Exercise:
Retype the data below from its first line through the line containing "[1108,302,1150,393]", copying every character without change.

[Coordinate annotation entries]

====================

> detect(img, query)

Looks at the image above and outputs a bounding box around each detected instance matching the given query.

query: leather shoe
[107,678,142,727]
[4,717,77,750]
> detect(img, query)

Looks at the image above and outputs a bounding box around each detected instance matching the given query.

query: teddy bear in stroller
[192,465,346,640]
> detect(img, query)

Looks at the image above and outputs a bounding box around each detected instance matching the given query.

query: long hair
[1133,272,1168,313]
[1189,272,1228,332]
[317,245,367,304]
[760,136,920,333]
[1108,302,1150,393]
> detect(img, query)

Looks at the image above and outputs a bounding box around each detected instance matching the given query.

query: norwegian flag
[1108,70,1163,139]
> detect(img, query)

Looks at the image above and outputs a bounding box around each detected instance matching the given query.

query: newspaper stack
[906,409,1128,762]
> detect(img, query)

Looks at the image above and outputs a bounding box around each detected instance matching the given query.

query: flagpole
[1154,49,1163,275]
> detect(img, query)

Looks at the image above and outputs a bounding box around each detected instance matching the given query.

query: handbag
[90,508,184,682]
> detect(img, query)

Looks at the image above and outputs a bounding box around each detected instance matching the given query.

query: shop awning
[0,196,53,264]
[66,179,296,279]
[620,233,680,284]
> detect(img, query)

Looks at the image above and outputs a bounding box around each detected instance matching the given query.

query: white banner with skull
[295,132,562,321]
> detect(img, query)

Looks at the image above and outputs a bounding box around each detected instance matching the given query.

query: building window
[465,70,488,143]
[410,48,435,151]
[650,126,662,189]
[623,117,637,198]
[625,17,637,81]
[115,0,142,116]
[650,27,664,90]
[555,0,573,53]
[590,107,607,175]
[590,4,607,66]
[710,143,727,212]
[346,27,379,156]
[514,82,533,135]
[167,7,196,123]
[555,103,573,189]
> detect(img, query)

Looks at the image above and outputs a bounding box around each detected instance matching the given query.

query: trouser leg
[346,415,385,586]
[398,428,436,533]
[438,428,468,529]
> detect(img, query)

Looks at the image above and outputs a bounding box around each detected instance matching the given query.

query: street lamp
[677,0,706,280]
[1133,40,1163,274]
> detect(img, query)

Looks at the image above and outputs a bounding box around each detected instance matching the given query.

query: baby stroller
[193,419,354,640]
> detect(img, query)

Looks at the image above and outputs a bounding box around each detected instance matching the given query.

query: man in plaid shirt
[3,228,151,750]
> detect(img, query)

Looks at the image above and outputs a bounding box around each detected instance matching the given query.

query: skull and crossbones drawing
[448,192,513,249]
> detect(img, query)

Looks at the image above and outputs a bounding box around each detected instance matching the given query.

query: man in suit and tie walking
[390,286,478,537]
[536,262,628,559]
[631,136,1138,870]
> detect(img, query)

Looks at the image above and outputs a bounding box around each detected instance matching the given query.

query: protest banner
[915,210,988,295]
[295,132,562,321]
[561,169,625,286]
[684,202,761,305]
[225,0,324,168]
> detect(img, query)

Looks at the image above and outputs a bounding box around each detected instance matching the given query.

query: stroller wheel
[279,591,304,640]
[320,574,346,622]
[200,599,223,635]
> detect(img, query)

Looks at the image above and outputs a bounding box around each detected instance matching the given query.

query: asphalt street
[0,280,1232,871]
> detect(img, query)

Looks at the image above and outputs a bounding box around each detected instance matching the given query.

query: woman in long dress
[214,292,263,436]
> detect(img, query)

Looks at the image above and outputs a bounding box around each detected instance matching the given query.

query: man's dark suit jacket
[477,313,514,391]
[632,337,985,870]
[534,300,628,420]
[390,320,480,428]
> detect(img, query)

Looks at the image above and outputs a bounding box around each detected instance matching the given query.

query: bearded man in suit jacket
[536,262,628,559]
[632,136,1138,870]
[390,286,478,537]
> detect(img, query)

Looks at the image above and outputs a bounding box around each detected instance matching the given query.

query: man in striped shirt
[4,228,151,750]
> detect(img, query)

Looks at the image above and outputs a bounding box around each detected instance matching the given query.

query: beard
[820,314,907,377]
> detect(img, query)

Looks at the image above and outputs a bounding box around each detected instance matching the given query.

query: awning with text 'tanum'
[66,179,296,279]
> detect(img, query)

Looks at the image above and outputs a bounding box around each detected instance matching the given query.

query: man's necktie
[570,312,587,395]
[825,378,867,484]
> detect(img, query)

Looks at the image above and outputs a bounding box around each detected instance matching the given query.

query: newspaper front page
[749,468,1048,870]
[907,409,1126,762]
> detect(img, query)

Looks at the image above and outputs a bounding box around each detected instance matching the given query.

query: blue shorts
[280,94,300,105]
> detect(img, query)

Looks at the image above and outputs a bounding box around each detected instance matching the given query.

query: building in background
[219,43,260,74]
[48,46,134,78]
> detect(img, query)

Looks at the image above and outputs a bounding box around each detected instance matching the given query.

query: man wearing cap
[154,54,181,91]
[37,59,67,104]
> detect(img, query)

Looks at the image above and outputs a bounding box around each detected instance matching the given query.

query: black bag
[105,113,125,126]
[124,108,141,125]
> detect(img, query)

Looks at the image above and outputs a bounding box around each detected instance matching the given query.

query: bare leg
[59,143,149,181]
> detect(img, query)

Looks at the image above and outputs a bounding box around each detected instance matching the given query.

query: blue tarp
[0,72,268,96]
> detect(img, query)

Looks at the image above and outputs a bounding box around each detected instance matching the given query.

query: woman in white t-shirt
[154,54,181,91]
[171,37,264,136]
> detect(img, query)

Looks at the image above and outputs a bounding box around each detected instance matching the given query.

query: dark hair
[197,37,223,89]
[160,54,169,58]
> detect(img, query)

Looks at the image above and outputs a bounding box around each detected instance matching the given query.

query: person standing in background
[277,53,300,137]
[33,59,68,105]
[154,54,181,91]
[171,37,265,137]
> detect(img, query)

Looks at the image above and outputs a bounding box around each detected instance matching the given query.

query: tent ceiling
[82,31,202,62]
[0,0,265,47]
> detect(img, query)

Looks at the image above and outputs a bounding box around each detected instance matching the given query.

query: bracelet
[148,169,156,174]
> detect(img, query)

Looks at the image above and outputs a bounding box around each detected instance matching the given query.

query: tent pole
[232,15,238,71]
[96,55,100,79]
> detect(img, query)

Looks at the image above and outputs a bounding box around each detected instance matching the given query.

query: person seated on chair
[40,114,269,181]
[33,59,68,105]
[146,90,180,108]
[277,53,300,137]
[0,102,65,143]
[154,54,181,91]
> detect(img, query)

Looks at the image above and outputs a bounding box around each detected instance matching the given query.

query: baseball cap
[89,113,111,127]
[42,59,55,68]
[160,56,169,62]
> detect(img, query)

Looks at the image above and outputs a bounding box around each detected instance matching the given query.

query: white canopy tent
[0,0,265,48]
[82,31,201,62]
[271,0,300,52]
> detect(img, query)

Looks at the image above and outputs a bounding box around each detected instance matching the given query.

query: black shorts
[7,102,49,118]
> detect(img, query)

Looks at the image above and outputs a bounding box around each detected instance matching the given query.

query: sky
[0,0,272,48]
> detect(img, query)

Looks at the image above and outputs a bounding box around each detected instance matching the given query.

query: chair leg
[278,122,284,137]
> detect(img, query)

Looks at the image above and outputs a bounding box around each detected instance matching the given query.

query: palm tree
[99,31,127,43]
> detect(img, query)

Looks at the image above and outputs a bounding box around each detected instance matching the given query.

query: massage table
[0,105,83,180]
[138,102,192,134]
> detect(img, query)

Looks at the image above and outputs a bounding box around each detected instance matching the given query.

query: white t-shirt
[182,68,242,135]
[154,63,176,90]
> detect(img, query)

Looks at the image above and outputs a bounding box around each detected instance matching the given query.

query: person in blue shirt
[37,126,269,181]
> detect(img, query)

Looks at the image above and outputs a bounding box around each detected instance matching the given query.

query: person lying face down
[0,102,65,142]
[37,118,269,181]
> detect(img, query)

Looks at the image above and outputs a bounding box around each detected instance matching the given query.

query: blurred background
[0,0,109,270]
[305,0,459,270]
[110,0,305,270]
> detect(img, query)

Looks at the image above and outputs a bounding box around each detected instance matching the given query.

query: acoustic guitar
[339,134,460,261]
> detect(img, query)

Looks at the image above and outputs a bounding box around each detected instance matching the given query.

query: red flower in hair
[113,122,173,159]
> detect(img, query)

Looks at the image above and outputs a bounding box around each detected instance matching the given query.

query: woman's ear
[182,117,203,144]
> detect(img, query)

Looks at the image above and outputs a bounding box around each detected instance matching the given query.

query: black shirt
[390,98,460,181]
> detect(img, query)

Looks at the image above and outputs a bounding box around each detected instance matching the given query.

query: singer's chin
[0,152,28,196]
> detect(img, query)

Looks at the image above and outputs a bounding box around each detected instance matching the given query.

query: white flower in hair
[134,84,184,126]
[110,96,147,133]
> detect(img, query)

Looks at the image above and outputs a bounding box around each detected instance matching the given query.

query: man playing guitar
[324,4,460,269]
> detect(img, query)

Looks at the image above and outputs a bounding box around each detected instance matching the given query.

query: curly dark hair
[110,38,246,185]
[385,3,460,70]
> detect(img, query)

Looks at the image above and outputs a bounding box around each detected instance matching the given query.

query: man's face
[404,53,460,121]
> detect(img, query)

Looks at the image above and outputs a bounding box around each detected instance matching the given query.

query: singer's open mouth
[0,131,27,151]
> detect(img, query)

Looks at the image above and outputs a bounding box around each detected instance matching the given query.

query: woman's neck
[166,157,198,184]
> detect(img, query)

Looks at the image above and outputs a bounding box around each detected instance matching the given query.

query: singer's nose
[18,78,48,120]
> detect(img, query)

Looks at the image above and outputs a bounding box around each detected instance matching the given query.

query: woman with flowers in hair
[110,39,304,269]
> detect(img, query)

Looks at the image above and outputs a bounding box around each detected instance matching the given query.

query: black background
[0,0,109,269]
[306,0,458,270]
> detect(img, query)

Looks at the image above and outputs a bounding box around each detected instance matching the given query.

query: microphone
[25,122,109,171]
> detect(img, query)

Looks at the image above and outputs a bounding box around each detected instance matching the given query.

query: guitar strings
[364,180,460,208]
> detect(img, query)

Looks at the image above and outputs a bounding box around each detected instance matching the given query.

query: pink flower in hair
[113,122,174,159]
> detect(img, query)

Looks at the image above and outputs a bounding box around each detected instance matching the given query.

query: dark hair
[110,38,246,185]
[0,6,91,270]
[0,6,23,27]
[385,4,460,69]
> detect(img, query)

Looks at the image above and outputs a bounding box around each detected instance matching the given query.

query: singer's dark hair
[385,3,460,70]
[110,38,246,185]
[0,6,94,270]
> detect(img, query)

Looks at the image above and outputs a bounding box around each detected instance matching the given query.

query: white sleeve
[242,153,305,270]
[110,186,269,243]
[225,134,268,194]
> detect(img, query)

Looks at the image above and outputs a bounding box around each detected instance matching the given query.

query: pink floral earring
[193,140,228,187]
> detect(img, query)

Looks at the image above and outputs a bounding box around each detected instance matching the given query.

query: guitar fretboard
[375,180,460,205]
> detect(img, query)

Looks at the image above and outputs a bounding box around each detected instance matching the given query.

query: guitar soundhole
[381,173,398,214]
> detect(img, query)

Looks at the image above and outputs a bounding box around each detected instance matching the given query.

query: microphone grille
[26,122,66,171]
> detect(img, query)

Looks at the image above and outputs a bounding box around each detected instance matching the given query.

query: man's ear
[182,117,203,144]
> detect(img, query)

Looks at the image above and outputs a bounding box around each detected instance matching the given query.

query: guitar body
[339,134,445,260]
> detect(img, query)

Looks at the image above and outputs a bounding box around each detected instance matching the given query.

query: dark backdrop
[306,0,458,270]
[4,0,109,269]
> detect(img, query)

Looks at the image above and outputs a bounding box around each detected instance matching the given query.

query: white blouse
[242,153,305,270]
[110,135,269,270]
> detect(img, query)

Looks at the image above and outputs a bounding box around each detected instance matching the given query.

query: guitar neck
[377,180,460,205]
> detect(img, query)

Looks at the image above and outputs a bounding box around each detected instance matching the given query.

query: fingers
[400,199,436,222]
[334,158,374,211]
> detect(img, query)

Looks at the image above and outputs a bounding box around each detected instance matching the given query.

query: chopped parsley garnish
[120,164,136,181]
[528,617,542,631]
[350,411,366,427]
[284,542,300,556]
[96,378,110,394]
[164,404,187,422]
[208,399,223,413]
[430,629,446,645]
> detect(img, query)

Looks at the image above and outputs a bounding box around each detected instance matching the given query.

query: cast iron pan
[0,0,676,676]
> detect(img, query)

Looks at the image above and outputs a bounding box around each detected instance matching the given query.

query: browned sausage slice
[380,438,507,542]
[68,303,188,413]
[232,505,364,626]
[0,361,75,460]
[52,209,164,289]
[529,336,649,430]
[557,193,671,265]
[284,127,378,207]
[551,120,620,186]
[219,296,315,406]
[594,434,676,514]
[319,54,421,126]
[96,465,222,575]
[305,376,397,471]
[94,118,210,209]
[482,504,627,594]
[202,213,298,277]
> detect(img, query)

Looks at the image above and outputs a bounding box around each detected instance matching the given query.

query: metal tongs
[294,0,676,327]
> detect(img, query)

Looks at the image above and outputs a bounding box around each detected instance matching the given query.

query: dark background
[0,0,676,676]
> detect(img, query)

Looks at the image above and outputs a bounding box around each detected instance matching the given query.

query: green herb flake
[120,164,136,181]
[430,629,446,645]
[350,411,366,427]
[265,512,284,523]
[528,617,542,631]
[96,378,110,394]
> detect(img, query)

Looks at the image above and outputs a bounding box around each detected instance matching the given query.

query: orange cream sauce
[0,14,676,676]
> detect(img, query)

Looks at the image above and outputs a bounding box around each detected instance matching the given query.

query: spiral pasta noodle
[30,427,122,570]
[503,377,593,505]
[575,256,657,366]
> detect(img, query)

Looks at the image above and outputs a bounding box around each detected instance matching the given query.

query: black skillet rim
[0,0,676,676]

====================

Full output:
> detect(img, query)

Looks at the image above and outputs a bounding box around each detected instance matching the given query.

query: leather shoe
[107,678,142,727]
[4,717,77,750]
> detect(img, query)

Looks at the image above and outputs a bounding box around each detected instance matching the given query.

query: teddy bear in stroller
[192,465,346,640]
> detect(img, query)

Looks at the image above and outputs a bounding box around each detected instance matching the given query.

query: long hair
[1133,272,1168,313]
[1189,272,1228,332]
[317,245,367,304]
[760,136,920,333]
[1108,302,1150,393]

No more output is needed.